─── Input data ───

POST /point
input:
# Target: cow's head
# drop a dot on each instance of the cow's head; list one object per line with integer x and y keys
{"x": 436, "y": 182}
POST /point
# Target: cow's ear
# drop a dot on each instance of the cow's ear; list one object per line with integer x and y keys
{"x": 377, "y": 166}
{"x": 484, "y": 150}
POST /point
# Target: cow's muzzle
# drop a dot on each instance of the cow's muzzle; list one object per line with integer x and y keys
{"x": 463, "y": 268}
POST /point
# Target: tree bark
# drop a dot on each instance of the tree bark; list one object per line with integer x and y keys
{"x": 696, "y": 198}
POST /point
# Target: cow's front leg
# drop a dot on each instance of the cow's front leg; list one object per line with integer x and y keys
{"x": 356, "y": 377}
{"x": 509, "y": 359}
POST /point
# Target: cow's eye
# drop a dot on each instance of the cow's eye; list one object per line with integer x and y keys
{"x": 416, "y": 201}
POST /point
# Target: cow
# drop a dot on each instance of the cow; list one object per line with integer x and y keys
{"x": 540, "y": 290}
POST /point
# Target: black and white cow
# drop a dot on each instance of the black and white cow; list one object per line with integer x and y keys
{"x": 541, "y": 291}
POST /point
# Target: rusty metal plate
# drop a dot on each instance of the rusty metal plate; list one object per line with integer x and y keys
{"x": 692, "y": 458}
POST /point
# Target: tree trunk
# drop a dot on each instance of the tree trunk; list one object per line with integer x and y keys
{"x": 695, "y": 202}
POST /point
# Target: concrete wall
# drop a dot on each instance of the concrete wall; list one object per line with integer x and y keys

───
─── Input data ───

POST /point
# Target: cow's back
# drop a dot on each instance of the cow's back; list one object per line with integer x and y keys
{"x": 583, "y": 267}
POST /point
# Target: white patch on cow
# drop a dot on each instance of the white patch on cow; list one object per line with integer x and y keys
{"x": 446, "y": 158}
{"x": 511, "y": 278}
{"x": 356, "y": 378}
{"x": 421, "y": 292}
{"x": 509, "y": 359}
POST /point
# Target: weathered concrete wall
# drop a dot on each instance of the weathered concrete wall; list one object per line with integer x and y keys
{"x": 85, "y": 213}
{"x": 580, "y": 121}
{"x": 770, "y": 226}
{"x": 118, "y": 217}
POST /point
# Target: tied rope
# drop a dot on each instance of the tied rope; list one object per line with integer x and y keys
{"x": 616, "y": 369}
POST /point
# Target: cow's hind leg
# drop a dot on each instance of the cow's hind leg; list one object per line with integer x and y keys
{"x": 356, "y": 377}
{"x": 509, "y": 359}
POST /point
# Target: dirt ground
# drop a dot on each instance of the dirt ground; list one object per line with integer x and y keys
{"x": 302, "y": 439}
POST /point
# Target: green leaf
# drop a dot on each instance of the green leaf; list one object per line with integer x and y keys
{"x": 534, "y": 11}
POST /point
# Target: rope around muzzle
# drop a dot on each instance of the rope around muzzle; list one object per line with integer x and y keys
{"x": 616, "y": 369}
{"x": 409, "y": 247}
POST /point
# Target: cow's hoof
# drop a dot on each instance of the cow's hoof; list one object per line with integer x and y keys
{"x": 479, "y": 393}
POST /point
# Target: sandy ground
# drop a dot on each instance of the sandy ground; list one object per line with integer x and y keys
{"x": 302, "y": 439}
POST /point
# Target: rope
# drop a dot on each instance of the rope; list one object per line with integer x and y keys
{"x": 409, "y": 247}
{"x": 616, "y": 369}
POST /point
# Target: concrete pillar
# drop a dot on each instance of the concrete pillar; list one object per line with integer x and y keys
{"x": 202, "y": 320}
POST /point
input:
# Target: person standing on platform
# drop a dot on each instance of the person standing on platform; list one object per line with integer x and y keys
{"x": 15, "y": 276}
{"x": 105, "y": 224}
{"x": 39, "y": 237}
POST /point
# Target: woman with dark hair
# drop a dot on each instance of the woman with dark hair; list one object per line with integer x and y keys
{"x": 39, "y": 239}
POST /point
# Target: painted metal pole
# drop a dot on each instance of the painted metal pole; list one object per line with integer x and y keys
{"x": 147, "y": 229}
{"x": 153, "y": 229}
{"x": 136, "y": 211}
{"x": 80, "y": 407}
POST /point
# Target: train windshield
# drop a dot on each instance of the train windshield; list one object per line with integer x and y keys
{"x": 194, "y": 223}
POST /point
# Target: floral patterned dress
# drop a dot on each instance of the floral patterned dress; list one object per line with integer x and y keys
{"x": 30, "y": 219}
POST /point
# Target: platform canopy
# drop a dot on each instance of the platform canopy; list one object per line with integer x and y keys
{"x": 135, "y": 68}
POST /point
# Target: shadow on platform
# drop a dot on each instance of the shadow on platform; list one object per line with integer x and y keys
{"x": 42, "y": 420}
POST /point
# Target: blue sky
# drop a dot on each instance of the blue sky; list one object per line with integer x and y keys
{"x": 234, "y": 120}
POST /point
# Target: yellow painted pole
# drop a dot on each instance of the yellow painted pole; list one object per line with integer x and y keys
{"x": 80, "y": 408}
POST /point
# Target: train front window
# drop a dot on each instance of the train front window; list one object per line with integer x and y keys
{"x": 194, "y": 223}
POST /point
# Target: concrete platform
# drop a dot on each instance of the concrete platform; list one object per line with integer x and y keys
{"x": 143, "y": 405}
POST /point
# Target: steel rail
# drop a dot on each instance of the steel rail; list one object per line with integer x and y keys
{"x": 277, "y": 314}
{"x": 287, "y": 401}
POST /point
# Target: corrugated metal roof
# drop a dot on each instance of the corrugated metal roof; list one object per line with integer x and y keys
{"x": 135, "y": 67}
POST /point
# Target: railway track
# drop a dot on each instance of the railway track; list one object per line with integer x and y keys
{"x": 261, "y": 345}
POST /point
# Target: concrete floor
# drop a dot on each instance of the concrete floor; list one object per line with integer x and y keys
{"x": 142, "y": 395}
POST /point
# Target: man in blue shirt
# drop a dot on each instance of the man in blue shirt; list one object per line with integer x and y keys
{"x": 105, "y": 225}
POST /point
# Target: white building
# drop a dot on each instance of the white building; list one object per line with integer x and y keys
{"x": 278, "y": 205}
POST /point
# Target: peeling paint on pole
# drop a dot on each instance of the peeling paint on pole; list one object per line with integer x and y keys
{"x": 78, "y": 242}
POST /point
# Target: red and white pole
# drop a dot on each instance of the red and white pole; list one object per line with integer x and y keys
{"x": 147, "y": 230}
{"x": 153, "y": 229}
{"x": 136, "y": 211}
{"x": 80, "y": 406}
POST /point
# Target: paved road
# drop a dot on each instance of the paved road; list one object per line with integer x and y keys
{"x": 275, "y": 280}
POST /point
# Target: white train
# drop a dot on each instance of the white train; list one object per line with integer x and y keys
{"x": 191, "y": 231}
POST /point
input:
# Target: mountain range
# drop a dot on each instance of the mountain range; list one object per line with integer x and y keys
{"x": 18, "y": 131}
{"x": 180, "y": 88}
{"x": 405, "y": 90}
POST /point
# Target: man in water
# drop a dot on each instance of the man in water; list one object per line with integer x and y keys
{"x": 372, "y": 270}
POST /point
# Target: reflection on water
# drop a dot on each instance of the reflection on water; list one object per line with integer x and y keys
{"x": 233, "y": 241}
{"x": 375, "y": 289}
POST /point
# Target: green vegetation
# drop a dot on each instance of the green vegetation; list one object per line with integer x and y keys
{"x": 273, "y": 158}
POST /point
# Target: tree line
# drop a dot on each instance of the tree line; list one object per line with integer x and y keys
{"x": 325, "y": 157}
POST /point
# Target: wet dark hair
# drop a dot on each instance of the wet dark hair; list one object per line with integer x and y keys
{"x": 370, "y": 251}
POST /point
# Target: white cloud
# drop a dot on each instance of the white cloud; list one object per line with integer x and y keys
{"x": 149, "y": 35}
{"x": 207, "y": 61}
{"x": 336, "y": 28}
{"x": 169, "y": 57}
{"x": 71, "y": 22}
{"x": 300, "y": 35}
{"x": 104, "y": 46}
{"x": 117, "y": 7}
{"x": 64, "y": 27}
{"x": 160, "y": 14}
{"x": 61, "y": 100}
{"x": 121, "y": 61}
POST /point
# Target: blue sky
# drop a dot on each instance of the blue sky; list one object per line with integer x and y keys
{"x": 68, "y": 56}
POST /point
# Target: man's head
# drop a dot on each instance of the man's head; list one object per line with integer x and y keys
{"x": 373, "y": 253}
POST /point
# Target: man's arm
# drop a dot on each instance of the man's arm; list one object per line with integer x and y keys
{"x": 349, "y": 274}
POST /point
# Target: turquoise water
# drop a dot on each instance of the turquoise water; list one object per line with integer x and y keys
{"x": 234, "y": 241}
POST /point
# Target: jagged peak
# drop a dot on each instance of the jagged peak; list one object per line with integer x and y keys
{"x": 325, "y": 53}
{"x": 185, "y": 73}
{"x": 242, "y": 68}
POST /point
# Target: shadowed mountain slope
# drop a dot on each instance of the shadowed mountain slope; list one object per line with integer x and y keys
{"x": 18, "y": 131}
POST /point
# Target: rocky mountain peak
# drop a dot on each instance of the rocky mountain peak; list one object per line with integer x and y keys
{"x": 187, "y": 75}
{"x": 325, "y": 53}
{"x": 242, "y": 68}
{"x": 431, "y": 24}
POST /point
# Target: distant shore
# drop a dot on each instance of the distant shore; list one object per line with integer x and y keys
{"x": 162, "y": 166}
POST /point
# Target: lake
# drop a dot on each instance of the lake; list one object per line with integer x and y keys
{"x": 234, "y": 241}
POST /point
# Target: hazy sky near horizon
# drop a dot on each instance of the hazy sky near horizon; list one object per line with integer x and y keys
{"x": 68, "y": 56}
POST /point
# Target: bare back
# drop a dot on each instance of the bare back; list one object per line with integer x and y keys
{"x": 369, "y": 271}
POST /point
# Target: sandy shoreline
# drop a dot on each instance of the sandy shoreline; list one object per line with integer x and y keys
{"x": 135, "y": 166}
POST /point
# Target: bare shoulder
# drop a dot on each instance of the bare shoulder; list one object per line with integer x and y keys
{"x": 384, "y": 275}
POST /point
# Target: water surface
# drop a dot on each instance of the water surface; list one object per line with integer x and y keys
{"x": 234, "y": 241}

───

» What is asked
Count the lines in the data above that contain the string "peak", matching case exactly. Reply with the number alone.

» Response to this exercise
4